# [WHAT IS NEEDED]
Could you swap "drop a pin on" for "place a marker on" in every one of the records below and leave everything else unchanged?

# [INPUT]
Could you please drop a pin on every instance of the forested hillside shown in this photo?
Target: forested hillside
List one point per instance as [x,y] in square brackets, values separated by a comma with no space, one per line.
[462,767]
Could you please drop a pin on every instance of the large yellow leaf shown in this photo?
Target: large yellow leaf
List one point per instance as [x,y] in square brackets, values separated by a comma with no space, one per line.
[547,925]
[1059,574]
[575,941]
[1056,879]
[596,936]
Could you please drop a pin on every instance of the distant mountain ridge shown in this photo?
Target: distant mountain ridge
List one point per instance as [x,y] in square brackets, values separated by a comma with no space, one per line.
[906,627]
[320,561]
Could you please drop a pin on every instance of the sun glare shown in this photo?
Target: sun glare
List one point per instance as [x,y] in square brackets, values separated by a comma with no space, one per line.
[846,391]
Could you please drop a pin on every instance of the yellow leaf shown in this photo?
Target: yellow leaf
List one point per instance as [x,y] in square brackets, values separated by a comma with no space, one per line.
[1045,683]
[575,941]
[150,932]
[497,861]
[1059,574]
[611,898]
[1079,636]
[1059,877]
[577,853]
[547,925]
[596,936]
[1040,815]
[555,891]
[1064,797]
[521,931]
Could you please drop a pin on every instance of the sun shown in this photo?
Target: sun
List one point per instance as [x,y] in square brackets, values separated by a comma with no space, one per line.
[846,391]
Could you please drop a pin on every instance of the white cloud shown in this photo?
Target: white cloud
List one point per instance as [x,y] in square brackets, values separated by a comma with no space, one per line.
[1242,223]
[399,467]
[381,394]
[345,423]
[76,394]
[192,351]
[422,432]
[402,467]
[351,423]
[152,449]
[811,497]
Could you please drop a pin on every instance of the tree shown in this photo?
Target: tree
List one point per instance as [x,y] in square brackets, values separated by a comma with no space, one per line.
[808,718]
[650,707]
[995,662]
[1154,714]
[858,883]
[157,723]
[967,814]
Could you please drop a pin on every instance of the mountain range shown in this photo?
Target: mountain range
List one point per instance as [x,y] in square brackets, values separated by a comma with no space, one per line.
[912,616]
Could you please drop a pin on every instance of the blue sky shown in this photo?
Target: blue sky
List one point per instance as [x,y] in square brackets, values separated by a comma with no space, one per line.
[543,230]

# [FINAL RESULT]
Could you please place a marker on every instance of the forested hillside shown in this photo?
Target: forested hillside
List one point per instance as [x,y] in square brackets, values separated by a comma with no space, one per line.
[462,767]
Could you please place a marker on every instance of the large yellow leaf shown in this photo?
Target: large yellow leaf
List one point per instance as [x,y] in square brackets, values separated by a comma with no space, one per line.
[547,925]
[1059,574]
[575,941]
[1056,879]
[596,936]
Could you please place a marker on every instance of the distant mountain ridge shown in this photo?
Target: distant mountain ridge
List one point per instance as [x,y] in square brackets, values separated by a comma with no space, one per line.
[906,627]
[320,561]
Could you please place a marker on every instance of the sun glare shown in this photo?
Target: sun glare
List one point per instance as [x,y] in square brackets, values separated by a comma with no space, one per line.
[846,391]
Could you please place a marker on every instance of the yellow leaf shown in this photo?
Target: yellow leaf
List one point per instance as [x,y] in square brackets, values separated by a comma with no space, one per line.
[1045,683]
[575,941]
[150,932]
[497,861]
[1059,574]
[611,898]
[1079,636]
[1059,877]
[577,853]
[547,925]
[596,936]
[1040,815]
[555,891]
[1064,797]
[521,931]
Could you please place a marker on every instance of the sun shown in this photo?
Target: sun
List one point per instance as [x,y] in square brackets, values separated by a comma with no space, one per line.
[846,391]
Could you please place a marker on every instance of the white cloud shown in this photo?
Target: white cloud
List one point per instance as [x,y] in square brackets, values separated by a comma with no space, one per line.
[1242,223]
[399,467]
[381,394]
[345,423]
[76,394]
[192,351]
[422,432]
[402,467]
[351,423]
[152,449]
[811,497]
Could you please place a marker on every instance of the tree shown in this photo?
Target: tree
List one point per instance as [x,y] in square brackets, values separated by a comma with no space, one per line.
[808,718]
[650,707]
[995,662]
[1154,714]
[858,883]
[157,723]
[967,814]
Could you please place a marker on every instance of the mountain range shown in this photo?
Target: mountain range
List one point per instance as [x,y] in square brackets, values separated by a comma with no space, one per line.
[912,616]
Could you please place a marker on every instance of the blue sky shown in this photo?
Target: blue sky
List one point per instance as [x,y] in square brackets, values separated by a comma with no space, one per line.
[543,230]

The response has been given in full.